**Written tasks**
(1) Copy the part of the museum-going blog post from "Ok so do you" up to and including "of a Cezanne.".
(2) Continue the blog post about wandering the Met from the point where it stops.

**Page excerpt**
Museum Goers

by Brittany in

Metropolitan Museum of Art | Paul Cezanne | Card Players 5

Metropolitan Museum of Art | Paul Cezanne | Card Players 5

I am very self referential when it comes to art... I have visited the Met several times since moving here. Did you know it's actually free? They list $25 on a sign but that's just a suggested donation... I know, they think a lot of themselves. I heard, though, that you should legally never feel like you have to pay anything there. It is a vast, vast place so I've decided to take it very slowly and never feel like I have to see a certain amount of rooms or anything. So I just wander and listen to music (Regina Spektor, last time: Rowboats was particularly on point). Some rooms just bore me to tears (sculptures, I'm referring to you) so I speed through them till I get to my current favorites.

Lately the very glimpse of a Cezanne triggers wave after wave of throat-catching nostalgia. He somehow managed to capture countless scenes that I also have impressed on my mind... like, exactly. And not just the views of Mont Sainte Victoire (ugh.... such a miserable hike... remember how Jamie and Josh deserted me with the Quebecois boys who didn't speak a word of English and we somehow ended up on the total other side of the mountain?? I'm pretty sure that was yet another instance of me breaking our hitch hiking rule... due to the bus being on the total other side and the sun having set)... but also the Gulf of Marseille, the solitary angular houses surrounded by scraggly olive trees and yellow soil, and even his still lifes... they sum up the frozen-in-time-broken-only-by-the-lazy-buzzing-of-an-overgrown-fly feel of an endlessly warm afternoon that is so unique to the South of France.

Ok so do you remember the movie (500) Days of Summer? A lot of people have forgotten it/give it a bad rap now but I still completely adore it. There's this beautiful scene where she first brings Tom to her apartment and he actually grasps the fact that showing someone where you live is showing a bit of your soul... it's very intimate. Anyways, she has a black bowler hat on a shelf with a granny smith apple balanced on top.... a nod to the painting by Rene Magritte. I believe she also has a print of a Cezanne. 

Walking around art museums always makes me fantasize about being rich enough to simply have a small Van Gogh on my wall... I am very aware that that will never happen. That's why most countries have fascinatingly beautiful vast buildings filled with art that their citizens can wander in at will. It's an amazing thing actually.

Some people sketch. I always feel like they are the truest form of museum goer. 

Some people wander aimlessly, ignoring some (often the most famous paintings or all sculptures, in my case, I just can't get into them. Maybe in a few years.) and staring randomly for minute after minute at a row of pipes in the background of some painting (can you tell this is my type of museum goer?).

**Given information**
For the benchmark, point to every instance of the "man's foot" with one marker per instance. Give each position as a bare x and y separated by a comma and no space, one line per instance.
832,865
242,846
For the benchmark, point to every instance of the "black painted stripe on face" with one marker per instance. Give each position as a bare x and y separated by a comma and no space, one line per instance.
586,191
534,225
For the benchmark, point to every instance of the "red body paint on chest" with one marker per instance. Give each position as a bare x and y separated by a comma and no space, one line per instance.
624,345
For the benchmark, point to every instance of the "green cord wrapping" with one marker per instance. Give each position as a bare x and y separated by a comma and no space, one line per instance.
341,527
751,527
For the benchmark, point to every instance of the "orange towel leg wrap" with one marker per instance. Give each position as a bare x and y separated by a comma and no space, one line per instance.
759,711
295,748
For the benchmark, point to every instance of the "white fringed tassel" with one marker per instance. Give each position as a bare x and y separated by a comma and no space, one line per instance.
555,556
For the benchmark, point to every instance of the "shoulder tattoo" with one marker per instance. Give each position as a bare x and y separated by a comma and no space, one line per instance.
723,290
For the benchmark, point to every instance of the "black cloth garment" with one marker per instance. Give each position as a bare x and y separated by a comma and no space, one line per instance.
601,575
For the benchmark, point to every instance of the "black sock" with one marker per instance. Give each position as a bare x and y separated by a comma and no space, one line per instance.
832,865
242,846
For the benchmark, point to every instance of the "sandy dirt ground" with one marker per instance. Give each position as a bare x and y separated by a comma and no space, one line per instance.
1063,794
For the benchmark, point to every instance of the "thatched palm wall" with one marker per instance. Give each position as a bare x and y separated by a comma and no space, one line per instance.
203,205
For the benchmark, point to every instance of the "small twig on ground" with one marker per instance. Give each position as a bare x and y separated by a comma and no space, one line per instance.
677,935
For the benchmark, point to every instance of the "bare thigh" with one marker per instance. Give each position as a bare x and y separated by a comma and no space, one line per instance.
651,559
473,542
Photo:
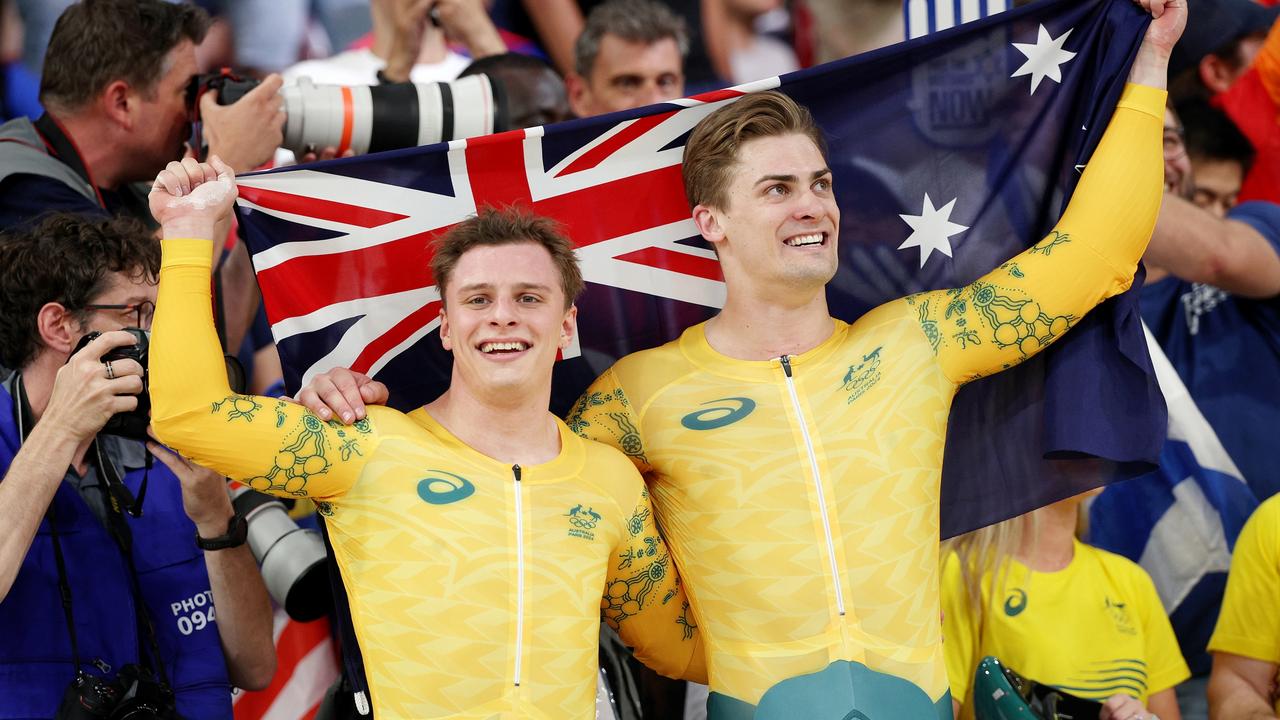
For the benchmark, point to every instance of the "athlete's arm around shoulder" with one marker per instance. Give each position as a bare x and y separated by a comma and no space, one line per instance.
644,600
1092,254
268,443
604,414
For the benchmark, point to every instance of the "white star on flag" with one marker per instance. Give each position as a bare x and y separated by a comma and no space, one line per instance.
932,229
1045,58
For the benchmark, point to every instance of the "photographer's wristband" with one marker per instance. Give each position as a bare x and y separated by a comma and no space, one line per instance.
237,532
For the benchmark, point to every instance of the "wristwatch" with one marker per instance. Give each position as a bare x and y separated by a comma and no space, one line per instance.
237,532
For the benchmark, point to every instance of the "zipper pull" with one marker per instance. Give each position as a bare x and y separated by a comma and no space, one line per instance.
361,702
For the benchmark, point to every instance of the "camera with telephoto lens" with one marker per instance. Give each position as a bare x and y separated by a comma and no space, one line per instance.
371,118
133,695
292,559
132,424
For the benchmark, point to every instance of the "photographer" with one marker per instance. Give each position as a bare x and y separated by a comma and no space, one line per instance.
137,591
114,85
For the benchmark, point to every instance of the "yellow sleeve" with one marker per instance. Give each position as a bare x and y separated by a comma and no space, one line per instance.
604,414
645,602
266,443
1165,664
1249,621
959,630
1013,311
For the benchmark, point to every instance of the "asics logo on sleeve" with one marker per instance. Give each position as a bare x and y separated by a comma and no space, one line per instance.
443,491
712,418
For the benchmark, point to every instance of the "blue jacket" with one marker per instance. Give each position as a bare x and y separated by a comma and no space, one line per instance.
35,647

**Answers in order**
(1)
Ok so do you remember the movie (500) Days of Summer? A lot of people have forgotten it/give it a bad rap now but I still completely adore it. There's this beautiful scene where she first brings Tom to her apartment and he actually grasps the fact that showing someone where you live is showing a bit of your soul... it's very intimate. Anyways, she has a black bowler hat on a shelf with a granny smith apple balanced on top.... a nod to the painting by Rene Magritte. I believe she also has a print of a Cezanne.

(2)
Some people feel the need to pontificate to their bored fellow museum goers about the mind behind that particular shade of beige on the corner of that particular rock in that particular foreground. This type gets nasty glares from me. I hate them. And their thoughts.

Some people treat it like their afternoon exercise break (and maybe it is). I actually appreciate this type immensely because when you think about it, a brisk walk around the Met is sheer genius. So much better then a boring run through Central Park or a treadmill or ... worst of all... a mall. Plus they don't get in the way of my staring at pipes.  

Some people zip around photographing every single painting. Now this type I find hilarious... because I did that once... when I first visited the National Gallery in London when I was twelve. Only to realize when I got home these photos that I'd blown my entire disposable camera on were soul-less. They lacked everything that make real paintings alive and dance and failed to jog my memory because I'd neglected to take a picture of the artists' names, too. But some of this type of goer have really perfected the art of photographing every painting. Perhaps it's because of nearly limitless memory cards or iPhone storage. Whatever the reason, these dedicated people take painstaking photos alternating between the information plaque and the painting. I hope no one ever tells them that many museums now have online catalogues with that exact information, because they are one of my favorite things to see at museums. 

Frederic Bazille | The Artist's Studio, Rue Visconti, Paris | 1867 | VMFA

Frederic Bazille | The Artist's Studio, Rue Visconti, Paris | 1867 | VMFA

I am also (and still) the type to wander around with a camera... but now instead of mindless cataloguing, I prefer to take photos of the mindless cataloguers (photo credit above: Jesse) or the sketchers. And here and there when I see a really lovely painting I photograph it. So I can a) show you and b) so I can reproduce the painting in 3D in my very own home. Which is where I've been trying to get to with this rambling piece of writing all along. That row of pipes! I gave Jesse a beautiful meerschaum pipe for our first Christmas together and since then pipe giving has become a bit of a tradition so we have a few by now. And will only get more. So I plan on a pipe rack in our next apartment. And only you, readers of the blog, will know what it's a reference to (the Cezanne above). I love the concept of decor being a reference to--a nod to--great pieces of art that I will never afford (nor would I necessarily actually want to, cause private art collectors are kind of selfish, right? denying all of us hilarious museum goers).  Basically, paintings are the pinterest of the past... and probably should be of the present, too.

I already had a nearly entirely black room (my kitchen) in Chicago but this painting (to the right) has inspired me to re-create this entire little nook.... preferably with the stove for heat as well.